Hey, you! Yeah, you. The guy everyone laughs at for knowing the truth. Sure, the majority of the "sane" people out there think you need psychiatric help because you spent your life savings building that end-of-the-world bunker at an undisclosed location in the Rocky Mountains, but you and I know better, don't we? We both know you aren't crazy and -- just like the Mayans predicted all those hundreds of years ago -- the world is really going to end on December 21, 2012.
Sure, the US government, NASA and the Vatican are telling the world that nothing is going to happen on 12/21/12. But you know who else is telling their people that? The Russians. And who are you going to trust? Just yourself. And me, as I'm clearly as sane as you are.
With that in mind, I've compiled a list of the four apps you'll need to get ready of the end of the world.
Look, there's only a week left until it all ends. Download this app and buy whatever you want. Why? Because who's going to be sending you that credit card bill come January? That's right: NO ONE.
So go ahead and splurge on that tank you're gonna need for driving around the total wasteland formerly known as "the Earth." I just recommend you use Amazon Prime so you get all your goods before the impending demise of everyone and everything you've ever loved.

> _EXERCISE DETAILS_: Which groups does the article about preparing for the end of the world say are telling people that nothing is going to happen on 12/21/12? None of the items have any bearing on this.

> _STORED ROWS_:
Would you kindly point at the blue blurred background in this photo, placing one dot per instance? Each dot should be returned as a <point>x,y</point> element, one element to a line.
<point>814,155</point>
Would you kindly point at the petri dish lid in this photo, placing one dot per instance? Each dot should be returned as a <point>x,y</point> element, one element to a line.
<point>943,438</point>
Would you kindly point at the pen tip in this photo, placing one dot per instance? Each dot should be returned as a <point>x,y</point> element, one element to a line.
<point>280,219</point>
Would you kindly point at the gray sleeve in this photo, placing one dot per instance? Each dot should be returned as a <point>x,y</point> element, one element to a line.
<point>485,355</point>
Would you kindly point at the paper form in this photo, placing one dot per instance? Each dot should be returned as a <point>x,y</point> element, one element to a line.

> _EXERCISE RESPONSE_: The US government, NASA, the Vatican, and the Russians.